## AIM OF THE EXERCISE
Reproduce exactly the lines from the one containing "Wildlife-tally tagging: find every instance of the man with" through the last line of the records below, both included, and nothing else.

## RECORDS TO USE
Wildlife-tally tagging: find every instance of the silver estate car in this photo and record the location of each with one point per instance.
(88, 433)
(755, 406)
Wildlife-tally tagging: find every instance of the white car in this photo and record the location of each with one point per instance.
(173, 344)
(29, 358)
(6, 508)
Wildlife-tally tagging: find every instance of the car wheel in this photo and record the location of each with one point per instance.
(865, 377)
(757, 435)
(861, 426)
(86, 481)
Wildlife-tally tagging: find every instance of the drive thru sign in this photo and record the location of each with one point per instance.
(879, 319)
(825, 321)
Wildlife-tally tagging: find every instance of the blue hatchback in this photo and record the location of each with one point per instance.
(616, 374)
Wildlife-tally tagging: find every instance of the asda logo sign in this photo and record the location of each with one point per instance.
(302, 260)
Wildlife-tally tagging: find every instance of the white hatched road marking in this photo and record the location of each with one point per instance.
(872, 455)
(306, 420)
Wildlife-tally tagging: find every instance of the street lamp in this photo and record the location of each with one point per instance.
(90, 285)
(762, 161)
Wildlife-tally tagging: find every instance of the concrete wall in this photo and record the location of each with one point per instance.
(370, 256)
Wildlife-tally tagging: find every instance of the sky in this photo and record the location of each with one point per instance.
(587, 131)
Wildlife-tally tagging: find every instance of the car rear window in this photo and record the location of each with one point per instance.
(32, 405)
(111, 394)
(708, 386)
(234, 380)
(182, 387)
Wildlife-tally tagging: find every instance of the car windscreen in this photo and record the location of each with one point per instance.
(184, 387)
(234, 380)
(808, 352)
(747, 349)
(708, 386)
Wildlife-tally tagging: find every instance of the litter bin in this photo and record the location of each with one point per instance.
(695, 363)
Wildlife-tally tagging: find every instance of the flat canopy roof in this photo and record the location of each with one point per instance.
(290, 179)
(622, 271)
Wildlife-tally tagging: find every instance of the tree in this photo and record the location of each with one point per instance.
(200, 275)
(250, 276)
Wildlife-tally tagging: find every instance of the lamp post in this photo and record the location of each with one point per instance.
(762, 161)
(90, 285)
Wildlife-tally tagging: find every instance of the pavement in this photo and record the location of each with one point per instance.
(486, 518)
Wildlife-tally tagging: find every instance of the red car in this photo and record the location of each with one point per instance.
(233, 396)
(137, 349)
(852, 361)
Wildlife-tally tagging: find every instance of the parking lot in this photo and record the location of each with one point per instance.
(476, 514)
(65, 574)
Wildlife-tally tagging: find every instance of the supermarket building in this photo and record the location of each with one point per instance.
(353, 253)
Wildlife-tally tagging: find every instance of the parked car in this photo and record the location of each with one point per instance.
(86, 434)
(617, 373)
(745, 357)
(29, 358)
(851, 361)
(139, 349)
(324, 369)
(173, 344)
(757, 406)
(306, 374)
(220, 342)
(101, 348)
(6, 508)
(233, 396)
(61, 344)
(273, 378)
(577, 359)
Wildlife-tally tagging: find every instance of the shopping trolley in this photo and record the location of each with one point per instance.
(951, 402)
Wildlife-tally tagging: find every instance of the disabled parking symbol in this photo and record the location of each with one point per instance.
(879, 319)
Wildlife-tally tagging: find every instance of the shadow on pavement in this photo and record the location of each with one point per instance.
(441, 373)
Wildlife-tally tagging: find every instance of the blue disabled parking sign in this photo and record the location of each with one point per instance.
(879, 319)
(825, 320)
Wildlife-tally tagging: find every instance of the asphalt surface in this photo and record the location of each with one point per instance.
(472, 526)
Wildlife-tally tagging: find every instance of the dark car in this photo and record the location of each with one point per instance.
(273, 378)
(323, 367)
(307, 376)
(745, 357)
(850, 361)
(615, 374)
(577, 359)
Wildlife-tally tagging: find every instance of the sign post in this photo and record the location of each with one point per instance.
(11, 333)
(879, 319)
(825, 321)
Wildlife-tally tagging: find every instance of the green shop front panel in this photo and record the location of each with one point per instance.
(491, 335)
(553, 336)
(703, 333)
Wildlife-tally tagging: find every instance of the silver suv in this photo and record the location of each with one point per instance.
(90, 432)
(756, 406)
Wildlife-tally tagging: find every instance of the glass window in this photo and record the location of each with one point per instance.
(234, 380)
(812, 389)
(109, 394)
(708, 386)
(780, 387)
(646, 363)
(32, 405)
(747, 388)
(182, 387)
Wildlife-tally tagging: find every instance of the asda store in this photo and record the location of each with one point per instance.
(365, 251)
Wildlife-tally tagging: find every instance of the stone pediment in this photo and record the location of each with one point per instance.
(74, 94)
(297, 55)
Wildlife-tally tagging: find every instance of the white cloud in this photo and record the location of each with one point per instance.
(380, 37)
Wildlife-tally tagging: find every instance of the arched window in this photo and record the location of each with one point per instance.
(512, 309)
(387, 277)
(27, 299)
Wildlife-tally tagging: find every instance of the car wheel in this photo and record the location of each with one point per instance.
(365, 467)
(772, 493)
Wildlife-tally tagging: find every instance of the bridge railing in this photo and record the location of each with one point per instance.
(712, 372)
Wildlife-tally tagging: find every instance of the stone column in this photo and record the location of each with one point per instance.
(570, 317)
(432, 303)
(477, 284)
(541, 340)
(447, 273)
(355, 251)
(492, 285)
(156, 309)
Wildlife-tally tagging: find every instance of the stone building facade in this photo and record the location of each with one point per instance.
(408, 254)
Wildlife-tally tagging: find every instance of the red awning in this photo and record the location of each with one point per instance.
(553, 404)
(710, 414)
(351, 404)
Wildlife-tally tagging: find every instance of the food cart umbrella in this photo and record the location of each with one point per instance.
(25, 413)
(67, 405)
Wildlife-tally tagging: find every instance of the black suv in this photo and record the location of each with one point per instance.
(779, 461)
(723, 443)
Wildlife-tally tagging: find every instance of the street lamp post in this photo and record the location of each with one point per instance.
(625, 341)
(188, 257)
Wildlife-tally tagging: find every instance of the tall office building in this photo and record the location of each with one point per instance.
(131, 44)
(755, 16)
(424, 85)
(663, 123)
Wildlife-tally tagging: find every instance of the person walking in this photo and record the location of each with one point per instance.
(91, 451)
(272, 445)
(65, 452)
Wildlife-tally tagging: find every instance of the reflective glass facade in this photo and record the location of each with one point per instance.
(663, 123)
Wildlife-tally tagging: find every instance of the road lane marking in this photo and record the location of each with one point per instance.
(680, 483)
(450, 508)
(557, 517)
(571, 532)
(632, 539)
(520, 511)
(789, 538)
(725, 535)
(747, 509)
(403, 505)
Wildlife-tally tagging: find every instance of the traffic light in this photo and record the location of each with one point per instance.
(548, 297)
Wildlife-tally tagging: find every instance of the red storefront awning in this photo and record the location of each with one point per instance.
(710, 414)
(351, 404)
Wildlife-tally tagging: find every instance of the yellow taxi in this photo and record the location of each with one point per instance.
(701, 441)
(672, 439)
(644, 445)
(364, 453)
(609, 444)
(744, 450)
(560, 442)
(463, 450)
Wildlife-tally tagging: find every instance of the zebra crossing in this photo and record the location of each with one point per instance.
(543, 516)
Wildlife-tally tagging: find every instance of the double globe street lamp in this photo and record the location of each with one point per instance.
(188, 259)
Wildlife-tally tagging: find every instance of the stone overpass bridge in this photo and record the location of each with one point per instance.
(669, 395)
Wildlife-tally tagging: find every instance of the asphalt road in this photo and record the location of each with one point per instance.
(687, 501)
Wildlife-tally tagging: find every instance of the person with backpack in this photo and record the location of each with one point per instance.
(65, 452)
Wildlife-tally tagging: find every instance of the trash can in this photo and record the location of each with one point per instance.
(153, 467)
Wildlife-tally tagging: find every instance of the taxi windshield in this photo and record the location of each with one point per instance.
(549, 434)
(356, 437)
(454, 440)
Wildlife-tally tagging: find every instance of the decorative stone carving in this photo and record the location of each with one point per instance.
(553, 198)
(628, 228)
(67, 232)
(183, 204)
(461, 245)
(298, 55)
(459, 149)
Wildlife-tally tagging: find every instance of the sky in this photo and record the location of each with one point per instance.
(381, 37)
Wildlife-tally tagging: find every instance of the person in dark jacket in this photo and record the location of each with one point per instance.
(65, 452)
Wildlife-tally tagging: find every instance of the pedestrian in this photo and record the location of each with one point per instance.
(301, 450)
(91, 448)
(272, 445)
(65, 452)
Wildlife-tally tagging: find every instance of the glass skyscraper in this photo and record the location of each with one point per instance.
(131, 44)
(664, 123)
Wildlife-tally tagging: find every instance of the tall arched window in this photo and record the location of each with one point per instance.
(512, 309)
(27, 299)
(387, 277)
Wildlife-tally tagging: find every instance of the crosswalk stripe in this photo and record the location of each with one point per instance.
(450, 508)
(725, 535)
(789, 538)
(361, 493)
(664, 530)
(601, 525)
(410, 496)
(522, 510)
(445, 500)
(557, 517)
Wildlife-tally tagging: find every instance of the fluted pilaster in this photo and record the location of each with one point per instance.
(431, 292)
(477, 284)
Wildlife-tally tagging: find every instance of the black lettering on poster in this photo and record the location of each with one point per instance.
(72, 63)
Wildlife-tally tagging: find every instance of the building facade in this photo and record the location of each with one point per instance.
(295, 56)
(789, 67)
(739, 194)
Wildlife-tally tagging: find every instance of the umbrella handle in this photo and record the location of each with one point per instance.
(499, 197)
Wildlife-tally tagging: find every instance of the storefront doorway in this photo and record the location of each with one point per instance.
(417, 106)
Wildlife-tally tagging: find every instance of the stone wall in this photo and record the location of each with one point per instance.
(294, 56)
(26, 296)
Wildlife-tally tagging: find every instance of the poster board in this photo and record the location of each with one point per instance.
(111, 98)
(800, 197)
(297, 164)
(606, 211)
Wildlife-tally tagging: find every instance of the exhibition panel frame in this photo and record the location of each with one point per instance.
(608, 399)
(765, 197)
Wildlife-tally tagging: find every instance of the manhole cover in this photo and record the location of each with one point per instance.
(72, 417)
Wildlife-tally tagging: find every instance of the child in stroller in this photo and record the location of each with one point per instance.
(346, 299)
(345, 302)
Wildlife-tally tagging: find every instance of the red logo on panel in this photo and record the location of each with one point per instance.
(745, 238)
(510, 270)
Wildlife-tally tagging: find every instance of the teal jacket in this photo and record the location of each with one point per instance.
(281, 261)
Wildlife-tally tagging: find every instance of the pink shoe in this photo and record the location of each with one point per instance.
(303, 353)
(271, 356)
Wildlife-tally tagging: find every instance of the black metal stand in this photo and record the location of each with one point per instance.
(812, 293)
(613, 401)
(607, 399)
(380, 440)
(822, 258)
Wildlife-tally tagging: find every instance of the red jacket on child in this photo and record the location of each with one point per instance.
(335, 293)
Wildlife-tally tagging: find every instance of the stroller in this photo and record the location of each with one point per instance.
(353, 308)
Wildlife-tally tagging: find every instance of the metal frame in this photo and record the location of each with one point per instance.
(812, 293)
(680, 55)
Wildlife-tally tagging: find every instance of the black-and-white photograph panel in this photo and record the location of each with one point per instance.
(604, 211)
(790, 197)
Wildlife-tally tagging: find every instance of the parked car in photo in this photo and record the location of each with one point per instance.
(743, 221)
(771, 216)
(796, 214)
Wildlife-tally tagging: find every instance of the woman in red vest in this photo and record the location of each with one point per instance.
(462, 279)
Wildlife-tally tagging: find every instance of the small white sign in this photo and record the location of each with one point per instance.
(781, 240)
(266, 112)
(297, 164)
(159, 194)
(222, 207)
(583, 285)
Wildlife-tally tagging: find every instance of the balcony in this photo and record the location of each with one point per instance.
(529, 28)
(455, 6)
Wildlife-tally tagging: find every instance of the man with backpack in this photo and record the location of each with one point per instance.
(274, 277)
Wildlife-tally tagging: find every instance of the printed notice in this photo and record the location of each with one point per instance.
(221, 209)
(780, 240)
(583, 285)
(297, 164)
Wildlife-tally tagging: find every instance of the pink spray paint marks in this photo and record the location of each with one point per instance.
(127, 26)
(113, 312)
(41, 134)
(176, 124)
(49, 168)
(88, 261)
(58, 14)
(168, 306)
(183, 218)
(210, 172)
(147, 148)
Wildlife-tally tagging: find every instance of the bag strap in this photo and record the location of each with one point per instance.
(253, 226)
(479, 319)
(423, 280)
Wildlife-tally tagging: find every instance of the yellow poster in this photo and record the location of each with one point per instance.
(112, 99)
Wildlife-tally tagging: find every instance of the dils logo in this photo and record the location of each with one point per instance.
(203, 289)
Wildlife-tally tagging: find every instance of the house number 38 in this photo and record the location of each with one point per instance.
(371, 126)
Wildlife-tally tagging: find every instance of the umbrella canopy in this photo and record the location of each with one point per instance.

## WORKED ANSWER
Wildlife-tally tagging: find every instance of the man with backpack in this photo and record the location of each with one point per instance.
(274, 277)
Wildlife-tally tagging: find every instance of the printed notice in this photo and record the location of each with one point per instance.
(221, 209)
(780, 240)
(583, 285)
(297, 164)
Wildlife-tally tagging: find every instance of the pink spray paint marks in this photo and record the location of each with one point per instance.
(127, 26)
(113, 312)
(41, 134)
(176, 124)
(49, 168)
(88, 261)
(58, 14)
(168, 306)
(183, 218)
(210, 172)
(147, 148)
Wildlife-tally tagging: find every instance of the bag strap in this photo and record the location of each with one point per instance.
(253, 226)
(479, 319)
(423, 280)
Wildlife-tally tagging: find every instance of the yellow poster in this photo and record the location of each with one point per instance.
(112, 99)
Wildlife-tally tagging: find every instance of the dils logo in this photo and record the location of each with one point per instance.
(203, 289)
Wildlife-tally tagging: find every instance of the house number 38 in this photo and record the location of each with one point per instance.
(371, 126)
Wildlife-tally tagging: find every instance of the umbrella canopy in this photo and record the location of each with one point per instance.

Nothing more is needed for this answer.